[Task list]
**A.** State whether each statement agrees with the Health Ministry article, giving yes or no and quoting the deciding words: (i) Dr Ismail said doctors may recommend supplements but should not promote certain brands at their clinics. (ii) Dr Ismail said new technology helps doctors seem less machine-like. (iii) Dr Ismail said there were reports of doctors displaying such products in their waiting areas.
**B.** Please carry the Health Ministry article forward from its last paragraph.

[Passage provided]
________
Wednesday, June 20, 2007

Health Ministry D-G tells docs to stop flirting with dubious practices

Star: PETALING JAYA: Stop questionable medical practices, be more human and constantly update your knowledge.
These were among the reminders Health Ministry director-general Tan Sri Dr Ismail Merican issued to the medical profession yesterday.
He said there were some doctors who indulged in direct selling of non-evidence based treatment that could mar the profession.
“You do not have to go around and do any kind of business other than that of healing,” he said.
Dr Ismail said it was disappointing that some doctors flirted with unproven methods and used their professional status to carry out the activities.
He added that there were reports that some doctors even displayed such products in their waiting areas or at the front portion of their clinics.
Dr Ismail said that while doctors could recommend supplements, they should not promote certain brands at their clinics.
“The surreptitious recommendation of products of doubtful pharmaceutical benefits to trusting patients must stop,” he said.
He also noted that doctors today were increasingly being perceived as cold and impersonal, even “machine-like” in dealing with patients.
“Having new technology does not help. New doctors depend more on the machines than their clinical acumen,” he added.
“The machine remains a machine. We are humans and we have attributes that help us make intelligent diagnosis. The over-reliance on new technology can be our undoing.”
________
[Input data]
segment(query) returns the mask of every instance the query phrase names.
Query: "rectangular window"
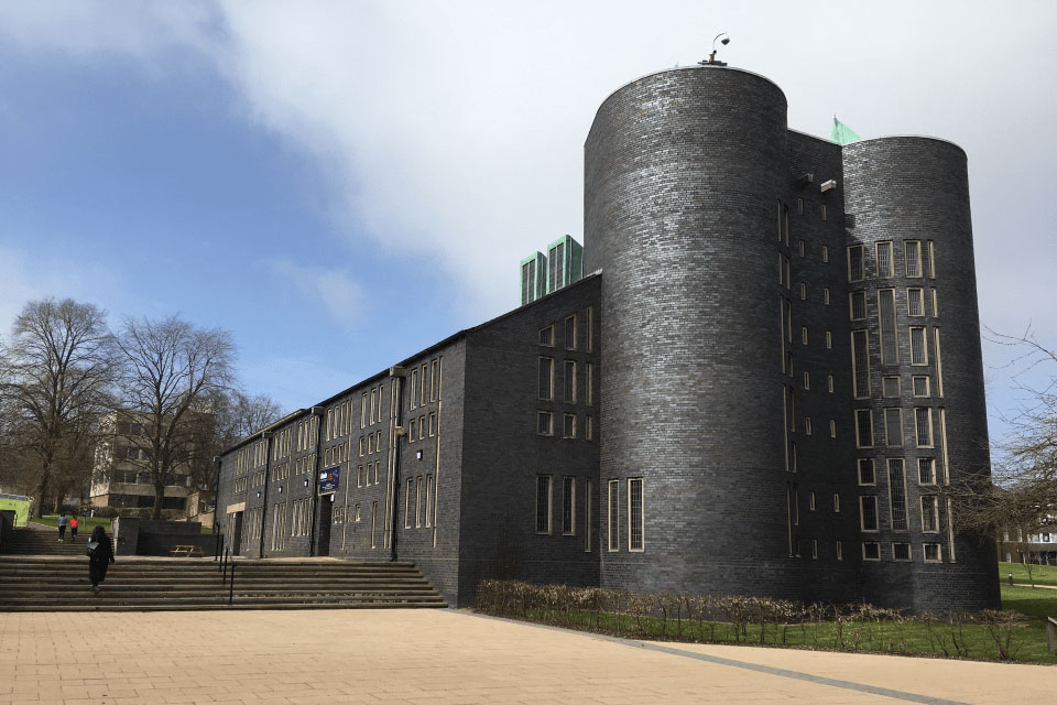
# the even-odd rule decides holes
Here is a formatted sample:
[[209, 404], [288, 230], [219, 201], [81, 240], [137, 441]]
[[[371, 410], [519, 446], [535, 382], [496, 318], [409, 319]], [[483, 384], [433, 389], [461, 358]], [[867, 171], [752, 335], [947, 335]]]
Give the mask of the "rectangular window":
[[576, 437], [576, 414], [562, 415], [562, 437], [563, 438]]
[[859, 528], [863, 531], [878, 531], [878, 498], [859, 498]]
[[900, 361], [900, 341], [895, 327], [895, 290], [878, 291], [878, 323], [881, 330], [881, 364], [896, 365]]
[[848, 306], [852, 321], [864, 321], [867, 317], [867, 292], [853, 291], [848, 294]]
[[620, 551], [620, 480], [609, 480], [609, 514], [607, 516], [610, 551]]
[[576, 478], [562, 479], [562, 533], [571, 536], [576, 533]]
[[536, 533], [551, 533], [551, 476], [536, 476]]
[[422, 527], [422, 475], [415, 478], [415, 529]]
[[928, 376], [915, 376], [911, 379], [914, 386], [915, 397], [928, 397]]
[[595, 351], [595, 306], [587, 307], [587, 351]]
[[892, 531], [906, 531], [906, 473], [903, 458], [889, 459], [889, 509]]
[[407, 486], [404, 488], [404, 529], [411, 529], [411, 488], [414, 486], [414, 478], [407, 478]]
[[645, 524], [642, 511], [642, 478], [632, 477], [628, 480], [628, 550], [643, 550], [643, 534]]
[[936, 484], [936, 458], [917, 458], [917, 481], [922, 485]]
[[922, 497], [922, 531], [925, 533], [939, 531], [938, 497]]
[[906, 275], [919, 278], [922, 275], [922, 241], [907, 240], [903, 243], [906, 254]]
[[856, 399], [870, 397], [870, 348], [865, 330], [851, 332], [851, 371]]
[[925, 328], [911, 328], [911, 365], [928, 365]]
[[925, 315], [925, 290], [924, 289], [906, 290], [906, 315], [908, 316]]
[[554, 358], [540, 358], [540, 399], [554, 399]]
[[584, 480], [584, 551], [591, 552], [591, 533], [595, 525], [591, 523], [591, 480]]
[[884, 445], [889, 447], [903, 446], [903, 410], [884, 410]]
[[933, 410], [923, 408], [915, 409], [914, 421], [917, 433], [917, 447], [933, 447]]
[[892, 260], [892, 243], [878, 242], [878, 278], [887, 279], [895, 274]]
[[584, 402], [590, 406], [595, 403], [595, 365], [584, 364]]
[[873, 411], [870, 409], [856, 410], [856, 446], [873, 447]]
[[565, 319], [565, 349], [576, 349], [576, 315]]

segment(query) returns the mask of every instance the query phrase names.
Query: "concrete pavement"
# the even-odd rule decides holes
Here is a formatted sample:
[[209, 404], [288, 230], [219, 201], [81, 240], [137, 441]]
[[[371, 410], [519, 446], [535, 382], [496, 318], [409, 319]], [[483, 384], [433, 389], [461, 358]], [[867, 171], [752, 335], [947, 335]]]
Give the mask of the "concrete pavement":
[[0, 612], [0, 704], [1051, 702], [1057, 670], [597, 638], [457, 610]]

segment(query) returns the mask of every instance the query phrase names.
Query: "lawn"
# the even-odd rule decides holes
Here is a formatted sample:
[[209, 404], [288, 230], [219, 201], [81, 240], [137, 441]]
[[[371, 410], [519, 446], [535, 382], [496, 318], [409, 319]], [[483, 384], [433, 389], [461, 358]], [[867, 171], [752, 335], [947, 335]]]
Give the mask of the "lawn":
[[[1023, 563], [1000, 562], [999, 579], [1003, 584], [1009, 581], [1010, 573], [1013, 574], [1014, 583], [1031, 583]], [[1057, 565], [1033, 565], [1032, 577], [1035, 579], [1035, 585], [1057, 585]]]

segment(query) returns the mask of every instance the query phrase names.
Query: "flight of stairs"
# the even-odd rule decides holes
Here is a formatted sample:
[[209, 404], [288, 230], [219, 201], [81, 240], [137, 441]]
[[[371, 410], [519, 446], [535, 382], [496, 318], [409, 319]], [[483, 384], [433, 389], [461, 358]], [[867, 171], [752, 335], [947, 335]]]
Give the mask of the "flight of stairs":
[[213, 558], [119, 555], [96, 595], [83, 547], [80, 553], [0, 555], [0, 611], [447, 607], [408, 561], [239, 558], [232, 593]]
[[88, 547], [88, 534], [84, 531], [77, 534], [77, 540], [70, 538], [69, 527], [66, 528], [66, 541], [59, 543], [58, 529], [41, 524], [30, 524], [15, 529], [11, 540], [3, 544], [3, 555], [76, 555], [84, 556]]

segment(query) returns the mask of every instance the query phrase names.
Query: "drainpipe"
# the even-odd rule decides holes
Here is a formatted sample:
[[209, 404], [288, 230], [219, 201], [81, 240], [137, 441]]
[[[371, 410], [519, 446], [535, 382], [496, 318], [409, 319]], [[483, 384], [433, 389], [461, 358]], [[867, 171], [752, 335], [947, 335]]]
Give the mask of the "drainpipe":
[[325, 421], [324, 408], [313, 406], [308, 410], [309, 414], [319, 419], [316, 425], [316, 464], [312, 468], [312, 518], [308, 521], [308, 556], [316, 555], [316, 498], [319, 496], [319, 465], [323, 463], [323, 423]]
[[393, 401], [392, 409], [389, 414], [390, 476], [393, 478], [391, 484], [392, 487], [390, 488], [393, 496], [393, 518], [392, 523], [390, 524], [389, 535], [390, 561], [396, 561], [396, 528], [400, 524], [400, 438], [404, 435], [404, 427], [401, 424], [401, 419], [403, 416], [403, 387], [401, 380], [405, 379], [406, 377], [406, 369], [402, 367], [389, 368], [389, 378], [393, 380]]
[[271, 431], [261, 431], [261, 438], [264, 441], [264, 489], [263, 496], [264, 500], [261, 505], [261, 550], [258, 553], [260, 557], [264, 557], [264, 523], [268, 521], [268, 484], [271, 481], [272, 473], [272, 432]]

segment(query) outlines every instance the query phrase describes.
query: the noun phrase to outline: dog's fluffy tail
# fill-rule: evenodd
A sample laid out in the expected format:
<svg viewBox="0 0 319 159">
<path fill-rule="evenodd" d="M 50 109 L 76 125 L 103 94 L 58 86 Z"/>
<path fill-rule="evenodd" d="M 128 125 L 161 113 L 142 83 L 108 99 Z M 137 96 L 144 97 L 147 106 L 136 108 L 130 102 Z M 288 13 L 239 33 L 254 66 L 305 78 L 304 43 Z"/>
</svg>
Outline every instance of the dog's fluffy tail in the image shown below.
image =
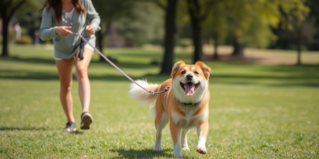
________
[Results of the exercise]
**A.**
(i) Yes: "while doctors could recommend supplements, they should not promote certain brands at their clinics"
(ii) No: "Having new technology does not help."
(iii) Yes: "some doctors even displayed such products in their waiting areas"

**B.**
Dr Ismail also said that doctors must “listen well” to their patients, who had a right to access their healthcare records and to a second opinion.
“Remember, before patients pour their hearts out to you, they must be assured that you have a heart in the first place, to listen and understand their apprehensions. Your non-verbal message is as important as your verbal message,” he said.
He said that doctors also needed to keep in touch with current clinical developments as many patients nowadays were “armed” with information from the Internet or from previous consultations, adding that such information had now become a necessity rather than a luxury.
Dr Ismail said that, alternatively, doctors should not be trapped into doing what the patient wants or demands.
The medical profession, he said, needed self-regulation, and the Malaysian Medical Association should educate its members about updating clinical knowledge, continuous professional development and maintaining strict practice standards, and emphasise the need to work ethically.